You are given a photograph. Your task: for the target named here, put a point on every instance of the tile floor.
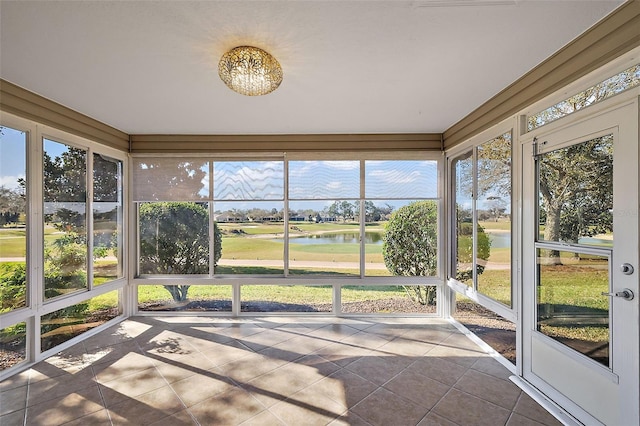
(270, 371)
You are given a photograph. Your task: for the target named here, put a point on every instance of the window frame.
(471, 291)
(313, 280)
(37, 306)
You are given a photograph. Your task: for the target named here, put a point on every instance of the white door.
(580, 265)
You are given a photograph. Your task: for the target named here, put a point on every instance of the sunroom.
(413, 228)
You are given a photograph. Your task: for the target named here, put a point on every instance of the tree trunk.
(552, 233)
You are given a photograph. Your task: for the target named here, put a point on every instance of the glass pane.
(571, 307)
(324, 180)
(67, 323)
(13, 345)
(377, 214)
(174, 238)
(324, 237)
(283, 298)
(13, 219)
(65, 230)
(170, 179)
(248, 180)
(463, 187)
(401, 179)
(191, 298)
(410, 240)
(575, 201)
(107, 219)
(252, 237)
(618, 83)
(388, 299)
(493, 205)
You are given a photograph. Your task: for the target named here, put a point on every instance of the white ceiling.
(349, 66)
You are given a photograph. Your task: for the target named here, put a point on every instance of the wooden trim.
(613, 36)
(285, 143)
(23, 103)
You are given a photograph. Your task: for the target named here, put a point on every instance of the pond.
(336, 238)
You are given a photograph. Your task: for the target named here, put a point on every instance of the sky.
(264, 180)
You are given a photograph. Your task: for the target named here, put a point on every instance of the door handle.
(626, 268)
(626, 294)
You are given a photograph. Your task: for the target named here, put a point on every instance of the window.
(13, 219)
(204, 221)
(605, 89)
(482, 208)
(66, 229)
(71, 263)
(65, 219)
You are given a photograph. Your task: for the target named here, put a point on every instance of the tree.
(576, 189)
(169, 179)
(410, 246)
(12, 204)
(616, 84)
(172, 241)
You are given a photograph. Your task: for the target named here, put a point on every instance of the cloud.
(10, 182)
(396, 176)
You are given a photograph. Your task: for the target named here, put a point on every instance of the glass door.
(580, 278)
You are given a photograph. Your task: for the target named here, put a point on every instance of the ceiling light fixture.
(250, 71)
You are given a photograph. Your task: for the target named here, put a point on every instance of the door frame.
(621, 402)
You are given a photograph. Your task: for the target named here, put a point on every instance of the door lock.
(626, 268)
(626, 294)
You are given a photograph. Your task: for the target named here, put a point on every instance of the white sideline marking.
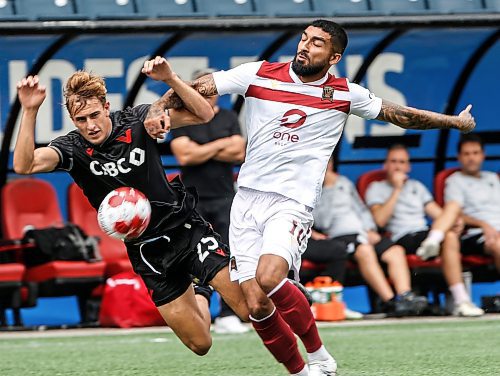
(86, 332)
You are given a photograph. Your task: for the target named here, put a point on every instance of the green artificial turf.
(456, 347)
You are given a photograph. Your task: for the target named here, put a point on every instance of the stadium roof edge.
(233, 24)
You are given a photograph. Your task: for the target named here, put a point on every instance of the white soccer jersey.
(292, 126)
(479, 197)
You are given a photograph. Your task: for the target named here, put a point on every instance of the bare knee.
(270, 272)
(393, 254)
(364, 254)
(260, 307)
(200, 347)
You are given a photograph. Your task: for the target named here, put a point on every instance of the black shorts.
(411, 242)
(351, 243)
(168, 264)
(472, 244)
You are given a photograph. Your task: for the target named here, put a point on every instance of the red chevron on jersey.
(297, 98)
(127, 138)
(275, 71)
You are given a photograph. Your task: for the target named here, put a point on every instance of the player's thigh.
(245, 241)
(184, 317)
(258, 303)
(231, 292)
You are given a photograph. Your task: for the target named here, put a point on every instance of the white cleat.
(428, 249)
(321, 368)
(467, 309)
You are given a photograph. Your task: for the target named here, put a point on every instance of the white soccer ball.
(124, 213)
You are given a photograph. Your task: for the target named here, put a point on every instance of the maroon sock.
(280, 341)
(294, 308)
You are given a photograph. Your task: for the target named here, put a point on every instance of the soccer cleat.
(229, 325)
(322, 368)
(467, 309)
(303, 290)
(413, 304)
(428, 249)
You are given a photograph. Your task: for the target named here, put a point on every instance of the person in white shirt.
(399, 204)
(478, 194)
(295, 114)
(342, 216)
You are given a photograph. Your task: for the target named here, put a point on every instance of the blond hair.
(82, 86)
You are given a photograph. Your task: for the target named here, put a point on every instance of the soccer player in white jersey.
(478, 194)
(400, 205)
(295, 114)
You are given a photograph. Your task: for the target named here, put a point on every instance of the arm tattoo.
(412, 118)
(205, 85)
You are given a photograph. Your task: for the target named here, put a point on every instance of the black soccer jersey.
(129, 157)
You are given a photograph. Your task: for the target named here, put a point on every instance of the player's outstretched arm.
(27, 159)
(188, 106)
(413, 118)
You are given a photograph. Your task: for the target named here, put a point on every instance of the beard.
(303, 70)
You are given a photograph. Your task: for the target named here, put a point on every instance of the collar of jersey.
(297, 80)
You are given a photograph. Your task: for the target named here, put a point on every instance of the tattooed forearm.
(205, 85)
(412, 118)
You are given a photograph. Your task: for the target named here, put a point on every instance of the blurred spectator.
(400, 204)
(348, 228)
(207, 154)
(478, 194)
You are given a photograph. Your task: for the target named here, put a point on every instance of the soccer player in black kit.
(111, 150)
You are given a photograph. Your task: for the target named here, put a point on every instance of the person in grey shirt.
(400, 204)
(342, 218)
(478, 194)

***

• [THE TASK]
Transcribe all the data word for word; the images stay out.

• [TASK RESULT]
You are given a photograph. Your task: for the target named here, put a point on every instance of the tile floor.
(270, 371)
You are given a photograph. Your task: for the target named here, put a point on every instance of the window frame.
(471, 291)
(313, 280)
(37, 306)
You are given a photograph. Your task: for the target named here, put a point on every instance of the white door.
(580, 265)
You are given a photograph. Your task: for the target named here, put a point on every instance of the sunroom.
(413, 228)
You are given a photograph. Your task: for the target named here, put a point on every instance of the tree trunk.
(552, 233)
You are given a photograph. Your task: for the target named here, put a point on every instance of the glass pane.
(571, 307)
(324, 180)
(67, 323)
(13, 345)
(377, 214)
(174, 238)
(324, 237)
(283, 298)
(13, 219)
(65, 230)
(170, 179)
(248, 180)
(463, 187)
(401, 179)
(191, 298)
(410, 240)
(575, 201)
(107, 219)
(252, 237)
(618, 83)
(388, 299)
(493, 205)
You are given a photograph. Your task: for the target named here, put a point on every instance of the white ceiling.
(349, 66)
You are given a photograph. Your task: for the target named here, put a point on every instance of the wooden trim.
(613, 36)
(285, 143)
(23, 103)
You are given a photograph. Your task: for the target named here, put a point on every instance of the pond.
(336, 238)
You are given a photograph. Your task: for the target named here, put a point on every instance of the sky.
(264, 180)
You are given a photograph. Your task: for the target named here, put a point on every instance of the door handle.
(626, 268)
(626, 294)
You are given a photograph. Your task: for the target named here, put a point on every instance of the window.
(13, 219)
(204, 221)
(605, 89)
(482, 208)
(66, 229)
(71, 263)
(65, 219)
You are given a photograph. Your task: for the target named here, put a point on every instance of the tree.
(576, 189)
(169, 179)
(410, 246)
(12, 204)
(616, 84)
(172, 241)
You are given a photograph. Your task: for the target named here, put a point on every instance of the cloud.
(10, 182)
(396, 176)
You are given a photograph. Your task: for the target named here, put a point on every instance of the glass door.
(580, 278)
You are given a photograph. Your task: for the target named here, put a point on every instance of the ceiling light fixture.
(250, 71)
You are given a photograph. Your task: for the target named here, put a point on every instance of the door frame.
(621, 402)
You are given a photograph. Your task: for the target named here, put a point on every instance of the door lock.
(626, 268)
(626, 294)
You are given a photograph. Your task: for the target named here, put a point on every instance of the white sideline marking.
(86, 332)
You are given a photograph. Your task: for the target named here, put a point on every instance of the green artificial turf.
(456, 347)
You are given a photograph. Your task: for the target named here, put a point on every instance of the stadium roof edge.
(233, 24)
You are given a photograph. Your task: for the target named here, put a point on every instance of the white soccer jersey.
(292, 126)
(479, 197)
You are given a photograph. Your task: for the target named here, put a point on every instance of the bare knee.
(270, 272)
(393, 254)
(364, 254)
(260, 307)
(200, 347)
You are given a photograph. Your task: for the target named here, put a point on every instance of the black shorts.
(411, 242)
(351, 243)
(168, 264)
(472, 244)
You are given a photograph. Your task: for the target named here, put a point on every instance of the red chevron on jersey.
(297, 98)
(127, 138)
(275, 71)
You are given a photograph. Your task: for the target named here, put a point on every instance of the player's thigh.
(245, 241)
(184, 317)
(258, 303)
(231, 292)
You are given a photograph. Your task: for the target named here, put a point on every instance of the white cleat.
(428, 249)
(321, 368)
(467, 309)
You are given a photograph. Your task: for the target named here, put a point on every instance of the white soccer ball.
(124, 213)
You are given a photograph. Your task: for the target named here, put a point on every instance of the maroon sock.
(280, 341)
(294, 308)
You are given a photograph. Your task: for the target named here, put a point on every instance of the soccer cleat.
(229, 325)
(322, 368)
(467, 309)
(303, 290)
(413, 304)
(428, 249)
You are given a photograph. Your task: for the target named here, put a point on every instance of the person in white shirt.
(399, 204)
(478, 194)
(295, 114)
(342, 216)
You are given a photograph. Your task: for the target named here, put a point on every instance of the blond hair.
(82, 86)
You are given a photograph. Your task: for the target named here, put a point on every instance of the soccer player in white jersey.
(478, 194)
(400, 205)
(295, 114)
You are given a photograph. Your task: for the target named here, put a point on every instance of the arm tattoo.
(412, 118)
(205, 85)
You are given a photograph. Your task: for the target named here, put a point on every instance of the black soccer jersey.
(129, 157)
You are given a photograph. Your task: for the target named here, put a point on every instance of the player's outstretched arm.
(27, 159)
(188, 106)
(413, 118)
You are given a photograph. Your task: for the target named here, put a point on every instance of the beard.
(303, 70)
You are given a photograph. Your task: for the target named here, put a point on every instance of the collar of jersey.
(297, 80)
You are given a photograph. Your task: for the target named here, put a point on every instance of the tattooed forearm.
(205, 85)
(412, 118)
You are given a photograph. Your task: for the target named here, put a point on every instance of the blurred spectator.
(400, 204)
(348, 228)
(207, 154)
(478, 194)
You are given a photograph. Your task: for the target named here, put a point on every instance of the soccer player in black kit.
(111, 150)
You are given a photograph. Your task: for the target named here, put a point on every instance of the person in grey shirt.
(400, 204)
(342, 218)
(478, 194)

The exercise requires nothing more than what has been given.